• THE PROBLEM: Please rewrite the material below as a numbered list, with one line per item and any blank lines omitted.

• MATERIAL SHOWN:
• • •

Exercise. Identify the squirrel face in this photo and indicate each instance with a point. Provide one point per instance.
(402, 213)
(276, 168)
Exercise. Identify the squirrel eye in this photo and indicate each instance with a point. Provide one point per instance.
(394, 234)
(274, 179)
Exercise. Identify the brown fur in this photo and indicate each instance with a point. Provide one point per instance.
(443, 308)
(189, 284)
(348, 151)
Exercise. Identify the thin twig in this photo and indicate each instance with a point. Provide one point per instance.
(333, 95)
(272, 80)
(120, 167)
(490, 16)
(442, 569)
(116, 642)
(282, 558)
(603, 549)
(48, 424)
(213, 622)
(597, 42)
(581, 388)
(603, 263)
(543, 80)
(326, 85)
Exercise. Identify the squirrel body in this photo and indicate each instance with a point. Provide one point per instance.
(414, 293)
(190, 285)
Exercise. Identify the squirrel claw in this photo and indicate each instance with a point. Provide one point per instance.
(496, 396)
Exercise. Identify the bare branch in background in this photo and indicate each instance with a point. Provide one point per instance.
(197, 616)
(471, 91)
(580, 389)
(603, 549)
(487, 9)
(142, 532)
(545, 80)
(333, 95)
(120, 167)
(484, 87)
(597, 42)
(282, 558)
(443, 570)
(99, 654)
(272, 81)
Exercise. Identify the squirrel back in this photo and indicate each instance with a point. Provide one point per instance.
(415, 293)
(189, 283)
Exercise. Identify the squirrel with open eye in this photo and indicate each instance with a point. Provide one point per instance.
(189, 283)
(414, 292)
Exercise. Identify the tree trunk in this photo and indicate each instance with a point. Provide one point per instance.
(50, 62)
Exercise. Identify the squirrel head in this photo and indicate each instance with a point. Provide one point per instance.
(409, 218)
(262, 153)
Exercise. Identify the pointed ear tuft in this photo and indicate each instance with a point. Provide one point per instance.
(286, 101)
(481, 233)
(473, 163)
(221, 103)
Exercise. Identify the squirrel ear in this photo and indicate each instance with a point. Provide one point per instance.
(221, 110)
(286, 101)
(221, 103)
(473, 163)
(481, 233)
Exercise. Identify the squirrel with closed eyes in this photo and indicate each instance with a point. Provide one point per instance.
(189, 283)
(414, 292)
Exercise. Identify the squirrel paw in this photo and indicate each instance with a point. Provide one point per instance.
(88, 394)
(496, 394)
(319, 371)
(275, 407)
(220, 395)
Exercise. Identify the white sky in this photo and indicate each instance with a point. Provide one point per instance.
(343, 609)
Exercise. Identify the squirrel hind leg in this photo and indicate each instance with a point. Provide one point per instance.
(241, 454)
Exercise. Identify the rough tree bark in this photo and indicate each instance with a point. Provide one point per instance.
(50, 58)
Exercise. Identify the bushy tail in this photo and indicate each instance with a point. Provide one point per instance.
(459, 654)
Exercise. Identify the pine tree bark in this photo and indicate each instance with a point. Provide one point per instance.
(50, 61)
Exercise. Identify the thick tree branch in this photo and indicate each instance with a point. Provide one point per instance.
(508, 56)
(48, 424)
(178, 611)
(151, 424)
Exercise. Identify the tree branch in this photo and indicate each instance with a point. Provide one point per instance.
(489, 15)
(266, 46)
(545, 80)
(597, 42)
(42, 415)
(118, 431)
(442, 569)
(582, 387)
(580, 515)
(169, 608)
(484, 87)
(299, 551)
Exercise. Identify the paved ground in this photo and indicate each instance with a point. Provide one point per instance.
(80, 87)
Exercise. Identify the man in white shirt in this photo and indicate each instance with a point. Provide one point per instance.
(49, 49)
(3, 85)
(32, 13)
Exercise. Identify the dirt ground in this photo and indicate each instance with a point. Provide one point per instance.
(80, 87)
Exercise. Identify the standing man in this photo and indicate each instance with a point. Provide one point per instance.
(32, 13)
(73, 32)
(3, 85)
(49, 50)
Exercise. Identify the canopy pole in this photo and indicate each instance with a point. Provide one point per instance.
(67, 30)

• • •

• OUTPUT OF THE TASK:
1. Exercise. Identify the squirrel face in this photo and indicate each instance with a point. Provide one point per instance.
2. (402, 213)
3. (276, 168)
4. Exercise. Identify the squirrel eye in this photo and indicate each instance with a point. Provide one point per instance.
5. (394, 234)
6. (274, 179)
7. Exercise. Identify the brown fur in this photo and indicate each instance with a point. Provide one point per instance.
8. (443, 308)
9. (189, 284)
10. (348, 151)
11. Exercise. Identify the thin twig in this photo and indicate each instance with a point. Provide one point per instance.
12. (333, 95)
13. (272, 80)
14. (120, 167)
15. (490, 16)
16. (442, 569)
17. (116, 642)
18. (282, 558)
19. (603, 549)
20. (48, 424)
21. (213, 622)
22. (597, 42)
23. (581, 388)
24. (603, 263)
25. (543, 80)
26. (326, 85)
27. Exercise. Identify the squirrel body in this photo and indicate each instance with a point. Provide one point per instance.
28. (414, 293)
29. (190, 285)
30. Exercise. Identify the squirrel claw in this photo and indicate each instance with a point. Provide one point per instance.
31. (496, 396)
32. Exercise. Identify the bare branch in background in this photo and indicate each instance with a point. Provide one point per instance.
33. (197, 616)
34. (471, 91)
35. (580, 389)
36. (603, 549)
37. (487, 9)
38. (142, 532)
39. (545, 80)
40. (333, 95)
41. (120, 167)
42. (484, 87)
43. (597, 42)
44. (282, 558)
45. (443, 570)
46. (99, 654)
47. (272, 81)
48. Exercise. Identify the squirrel back in this photo and indicate each instance with a point. Provide one point per instance.
49. (415, 293)
50. (189, 283)
51. Exercise. Identify the squirrel with open eye in this photo and indicate each instance with a point. Provide one point per instance.
52. (189, 283)
53. (414, 292)
54. Exercise. Identify the tree trunk in this photo and indicate each instance with a point. Provide one point per instance.
55. (50, 62)
56. Exercise. Identify the squirrel head in this photo and indicate each instance with a point. Provide one point per instance.
57. (409, 218)
58. (262, 153)
59. Exercise. Identify the pointed ear tuft in this photo and indicate each instance with a point. Provide one point per instance.
60. (286, 101)
61. (481, 233)
62. (473, 163)
63. (221, 103)
64. Exercise. Identify the squirrel ear in this photo and indicate each instance with a point. Provide one point per instance.
65. (221, 110)
66. (286, 101)
67. (221, 103)
68. (473, 163)
69. (481, 233)
70. Exercise. Identify the squirrel with closed eyes in this photo and indicate each instance with a point. Provide one point per instance.
71. (189, 283)
72. (414, 292)
73. Exercise. Identify the squirrel paw in this photo and indicate each instance with a point. Provide one point per instance.
74. (88, 394)
75. (496, 394)
76. (319, 371)
77. (275, 407)
78. (220, 395)
79. Exercise. Identify the white sky in this photo and indicate each instance with a point. Provide one point per instance.
80. (343, 609)
81. Exercise. Identify the squirrel hind leg in this photo and indicate each instance with a point. Provide one point per instance.
82. (241, 454)
83. Exercise. Identify the rough tree bark in this photo and indicate each instance with a point. Provide one point per instance.
84. (50, 58)
85. Exercise. Identify the bushy tail in this photo and indicate each instance with a point. Provide one point per instance.
86. (459, 654)
87. Exercise. Identify the pine tree bark in this photo and indicate each instance with a point. Provide one point per instance.
88. (50, 61)
89. Exercise. Identify the thick tree branch in this photo and indicate each instance with a point. Provide one point per instance.
90. (508, 56)
91. (48, 424)
92. (178, 611)
93. (151, 424)
94. Exercise. Identify the tree branch in this photo and indicate each instance with a point. Provide one point per instance.
95. (489, 15)
96. (266, 46)
97. (545, 80)
98. (597, 42)
99. (42, 415)
100. (118, 431)
101. (442, 569)
102. (582, 387)
103. (580, 515)
104. (169, 608)
105. (484, 87)
106. (299, 551)
107. Exercise. Identify the paved ground in this photo and indicate each instance with a point. Provide one point per instance.
108. (80, 87)
109. Exercise. Identify the man in white shirt in this photo and indicate each instance with a point. Provide one point per instance.
110. (49, 49)
111. (3, 85)
112. (32, 13)
113. Exercise. Identify the dirt ground in this photo and indicate each instance with a point. Provide one point per instance.
114. (80, 87)
115. Exercise. Identify the standing man in this photo and indicate each instance with a point. Provide one point per instance.
116. (32, 13)
117. (73, 32)
118. (3, 85)
119. (49, 50)
120. Exercise. Identify the canopy pole in this photo and indicate each instance with a point. Provide one point per instance.
121. (67, 30)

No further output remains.